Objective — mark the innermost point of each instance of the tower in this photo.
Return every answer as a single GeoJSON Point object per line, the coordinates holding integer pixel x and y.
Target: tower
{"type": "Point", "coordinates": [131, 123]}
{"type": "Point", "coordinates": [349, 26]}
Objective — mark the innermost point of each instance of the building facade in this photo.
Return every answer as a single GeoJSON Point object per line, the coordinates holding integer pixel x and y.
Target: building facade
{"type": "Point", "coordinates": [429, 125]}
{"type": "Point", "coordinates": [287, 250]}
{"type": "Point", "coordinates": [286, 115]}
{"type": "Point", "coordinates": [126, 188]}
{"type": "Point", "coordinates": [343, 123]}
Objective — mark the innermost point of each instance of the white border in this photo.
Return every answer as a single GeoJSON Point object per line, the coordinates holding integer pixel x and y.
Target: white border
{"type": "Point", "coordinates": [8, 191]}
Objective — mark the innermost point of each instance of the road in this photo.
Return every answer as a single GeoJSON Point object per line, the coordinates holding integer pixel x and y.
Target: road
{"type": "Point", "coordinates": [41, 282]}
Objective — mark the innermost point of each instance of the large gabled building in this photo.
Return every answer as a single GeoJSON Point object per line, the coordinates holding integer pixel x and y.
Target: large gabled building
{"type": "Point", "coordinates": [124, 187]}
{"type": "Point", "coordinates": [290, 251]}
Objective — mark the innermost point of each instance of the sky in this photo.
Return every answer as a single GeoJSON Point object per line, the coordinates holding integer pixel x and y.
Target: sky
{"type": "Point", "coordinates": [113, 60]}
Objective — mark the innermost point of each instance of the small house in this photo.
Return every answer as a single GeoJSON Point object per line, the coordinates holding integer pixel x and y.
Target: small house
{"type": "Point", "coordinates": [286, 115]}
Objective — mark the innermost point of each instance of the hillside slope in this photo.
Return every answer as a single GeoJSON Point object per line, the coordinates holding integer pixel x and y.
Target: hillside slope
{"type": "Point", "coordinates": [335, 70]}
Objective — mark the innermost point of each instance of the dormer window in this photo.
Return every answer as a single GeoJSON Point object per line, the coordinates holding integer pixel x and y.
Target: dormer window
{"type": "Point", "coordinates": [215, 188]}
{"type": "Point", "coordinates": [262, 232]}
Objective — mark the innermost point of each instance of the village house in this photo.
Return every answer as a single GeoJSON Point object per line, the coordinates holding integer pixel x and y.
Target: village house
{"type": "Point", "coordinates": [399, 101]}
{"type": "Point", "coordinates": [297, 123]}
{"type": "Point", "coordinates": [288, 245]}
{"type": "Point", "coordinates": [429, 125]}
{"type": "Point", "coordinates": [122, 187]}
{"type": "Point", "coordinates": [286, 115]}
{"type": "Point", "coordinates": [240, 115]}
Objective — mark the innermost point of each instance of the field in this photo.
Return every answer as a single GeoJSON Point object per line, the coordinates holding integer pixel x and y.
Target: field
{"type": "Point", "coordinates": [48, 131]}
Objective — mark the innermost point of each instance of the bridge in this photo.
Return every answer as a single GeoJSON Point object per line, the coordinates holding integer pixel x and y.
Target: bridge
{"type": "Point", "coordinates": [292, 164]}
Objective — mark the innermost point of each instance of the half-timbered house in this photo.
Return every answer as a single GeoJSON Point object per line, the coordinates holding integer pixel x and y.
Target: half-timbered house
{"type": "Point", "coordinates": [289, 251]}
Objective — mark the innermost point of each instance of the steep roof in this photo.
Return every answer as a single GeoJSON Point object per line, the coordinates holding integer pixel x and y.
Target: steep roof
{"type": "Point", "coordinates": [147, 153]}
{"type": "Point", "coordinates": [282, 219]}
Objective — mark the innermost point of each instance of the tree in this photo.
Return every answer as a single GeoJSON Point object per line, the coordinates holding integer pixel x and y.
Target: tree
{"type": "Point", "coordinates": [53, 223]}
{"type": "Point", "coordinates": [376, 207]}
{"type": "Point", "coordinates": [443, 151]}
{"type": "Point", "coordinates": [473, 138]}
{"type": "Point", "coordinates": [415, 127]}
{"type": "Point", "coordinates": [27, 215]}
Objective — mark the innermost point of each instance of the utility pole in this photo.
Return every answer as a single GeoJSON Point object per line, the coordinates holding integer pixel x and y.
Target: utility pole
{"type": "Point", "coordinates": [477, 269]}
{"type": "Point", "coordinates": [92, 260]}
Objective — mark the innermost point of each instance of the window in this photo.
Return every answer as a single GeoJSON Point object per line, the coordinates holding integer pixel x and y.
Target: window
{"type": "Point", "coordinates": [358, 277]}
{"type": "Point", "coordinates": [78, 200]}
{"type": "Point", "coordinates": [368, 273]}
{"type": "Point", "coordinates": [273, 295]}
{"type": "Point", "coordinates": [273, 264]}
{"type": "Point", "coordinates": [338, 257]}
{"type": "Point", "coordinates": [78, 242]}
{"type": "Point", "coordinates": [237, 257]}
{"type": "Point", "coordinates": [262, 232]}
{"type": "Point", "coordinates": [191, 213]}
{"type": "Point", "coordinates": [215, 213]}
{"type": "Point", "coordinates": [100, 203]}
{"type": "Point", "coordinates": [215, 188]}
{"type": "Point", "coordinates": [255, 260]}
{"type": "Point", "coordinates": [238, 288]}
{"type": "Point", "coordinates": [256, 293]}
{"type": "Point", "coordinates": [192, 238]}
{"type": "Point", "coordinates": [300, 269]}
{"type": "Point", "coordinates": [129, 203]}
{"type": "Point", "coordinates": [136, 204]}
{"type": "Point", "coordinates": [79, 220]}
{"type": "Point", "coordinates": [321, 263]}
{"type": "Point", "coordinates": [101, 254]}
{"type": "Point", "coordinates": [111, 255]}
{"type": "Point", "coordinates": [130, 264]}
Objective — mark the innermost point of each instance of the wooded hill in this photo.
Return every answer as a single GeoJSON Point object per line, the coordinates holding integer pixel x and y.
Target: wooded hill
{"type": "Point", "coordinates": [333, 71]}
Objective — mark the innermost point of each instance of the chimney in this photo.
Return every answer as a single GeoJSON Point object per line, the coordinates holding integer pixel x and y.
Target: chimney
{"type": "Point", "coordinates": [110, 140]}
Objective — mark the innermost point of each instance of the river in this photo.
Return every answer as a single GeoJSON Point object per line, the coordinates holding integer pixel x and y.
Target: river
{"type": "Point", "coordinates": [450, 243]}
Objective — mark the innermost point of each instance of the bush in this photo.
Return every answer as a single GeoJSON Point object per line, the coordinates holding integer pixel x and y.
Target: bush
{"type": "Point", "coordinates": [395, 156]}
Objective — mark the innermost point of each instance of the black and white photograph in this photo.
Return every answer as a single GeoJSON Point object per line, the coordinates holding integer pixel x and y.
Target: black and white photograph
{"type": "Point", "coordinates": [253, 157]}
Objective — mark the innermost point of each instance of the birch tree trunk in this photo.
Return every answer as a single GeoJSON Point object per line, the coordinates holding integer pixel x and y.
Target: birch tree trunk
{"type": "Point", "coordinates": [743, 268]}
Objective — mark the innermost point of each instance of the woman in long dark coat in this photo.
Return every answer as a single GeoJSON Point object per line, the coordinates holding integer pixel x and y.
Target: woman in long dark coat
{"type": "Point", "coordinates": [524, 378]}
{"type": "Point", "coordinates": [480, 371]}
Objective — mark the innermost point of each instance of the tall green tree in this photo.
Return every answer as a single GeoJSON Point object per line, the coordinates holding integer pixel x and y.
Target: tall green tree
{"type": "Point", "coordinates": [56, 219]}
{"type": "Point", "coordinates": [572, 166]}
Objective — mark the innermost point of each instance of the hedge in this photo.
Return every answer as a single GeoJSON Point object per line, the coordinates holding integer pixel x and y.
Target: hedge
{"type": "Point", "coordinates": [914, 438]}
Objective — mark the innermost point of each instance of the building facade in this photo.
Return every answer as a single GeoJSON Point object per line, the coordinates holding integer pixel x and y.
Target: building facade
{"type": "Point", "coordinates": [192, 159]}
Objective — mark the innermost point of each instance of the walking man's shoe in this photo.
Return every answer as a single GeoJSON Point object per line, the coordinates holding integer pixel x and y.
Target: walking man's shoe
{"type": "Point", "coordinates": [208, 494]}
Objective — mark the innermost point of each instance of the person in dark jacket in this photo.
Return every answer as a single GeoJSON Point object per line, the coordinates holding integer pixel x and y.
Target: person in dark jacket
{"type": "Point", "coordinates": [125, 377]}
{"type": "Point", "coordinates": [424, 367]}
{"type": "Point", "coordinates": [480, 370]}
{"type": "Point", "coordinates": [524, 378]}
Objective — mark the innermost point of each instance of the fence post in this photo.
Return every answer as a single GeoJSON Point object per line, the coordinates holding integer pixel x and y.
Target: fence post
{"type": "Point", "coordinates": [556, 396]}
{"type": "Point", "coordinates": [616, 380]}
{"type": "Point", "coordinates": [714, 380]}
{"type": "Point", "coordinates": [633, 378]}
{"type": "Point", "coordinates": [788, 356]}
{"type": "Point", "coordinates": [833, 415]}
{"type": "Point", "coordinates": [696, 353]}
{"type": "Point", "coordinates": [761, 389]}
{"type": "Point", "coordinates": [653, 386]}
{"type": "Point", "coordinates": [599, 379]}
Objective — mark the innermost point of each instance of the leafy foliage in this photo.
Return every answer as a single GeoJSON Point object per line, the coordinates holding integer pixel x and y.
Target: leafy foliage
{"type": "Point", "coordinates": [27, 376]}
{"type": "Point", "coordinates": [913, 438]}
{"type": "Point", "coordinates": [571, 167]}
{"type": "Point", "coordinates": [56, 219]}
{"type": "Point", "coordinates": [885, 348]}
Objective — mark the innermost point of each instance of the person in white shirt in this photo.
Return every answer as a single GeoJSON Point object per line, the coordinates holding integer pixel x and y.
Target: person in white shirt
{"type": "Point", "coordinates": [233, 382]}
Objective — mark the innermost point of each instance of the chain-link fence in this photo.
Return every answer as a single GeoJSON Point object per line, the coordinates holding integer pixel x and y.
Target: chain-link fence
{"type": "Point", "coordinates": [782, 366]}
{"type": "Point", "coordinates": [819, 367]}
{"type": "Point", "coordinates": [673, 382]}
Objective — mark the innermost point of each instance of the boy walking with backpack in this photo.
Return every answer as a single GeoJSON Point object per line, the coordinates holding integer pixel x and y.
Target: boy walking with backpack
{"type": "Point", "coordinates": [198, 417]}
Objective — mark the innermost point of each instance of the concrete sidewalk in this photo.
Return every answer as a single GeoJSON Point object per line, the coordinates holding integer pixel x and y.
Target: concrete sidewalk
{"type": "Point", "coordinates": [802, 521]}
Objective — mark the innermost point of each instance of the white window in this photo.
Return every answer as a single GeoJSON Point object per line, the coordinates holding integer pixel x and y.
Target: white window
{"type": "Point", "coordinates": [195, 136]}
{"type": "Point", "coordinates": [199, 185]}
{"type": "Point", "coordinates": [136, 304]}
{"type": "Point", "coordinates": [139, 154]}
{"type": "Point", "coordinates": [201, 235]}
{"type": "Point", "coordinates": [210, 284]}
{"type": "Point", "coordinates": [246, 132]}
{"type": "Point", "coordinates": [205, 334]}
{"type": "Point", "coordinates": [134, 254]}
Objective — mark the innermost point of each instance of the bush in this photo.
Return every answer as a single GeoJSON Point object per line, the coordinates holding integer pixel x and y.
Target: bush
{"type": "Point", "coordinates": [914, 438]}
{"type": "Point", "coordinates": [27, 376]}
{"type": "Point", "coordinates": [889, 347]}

- _Task brief_: Look above for the line with "Target: field"; retype exactly that line, every line after it up to the line with "the tree in this photo.", and that line too, nothing else.

- _Written answer_:
Target: field
{"type": "Point", "coordinates": [48, 131]}
Objective — mark the innermost point of each instance of the bridge in this photo.
Return every answer as a single GeoJSON Point object per line, the coordinates holding integer pixel x and y.
Target: bridge
{"type": "Point", "coordinates": [292, 164]}
Objective — mark the innermost point of each instance of the half-timbered house in this photo.
Return every answer as a single GeoJSON Point object per line, the coordinates holding integer pixel x and y.
Target: half-timbered house
{"type": "Point", "coordinates": [289, 251]}
Objective — mark the innermost point of each instance of the steep roof in this photo.
Return every answer as a single GeoJSON Point object per line, the coordinates holding integer pixel x and y.
Target: steep roof
{"type": "Point", "coordinates": [147, 153]}
{"type": "Point", "coordinates": [282, 219]}
Objective — mark the innermost point of each instance of the tree in this photo.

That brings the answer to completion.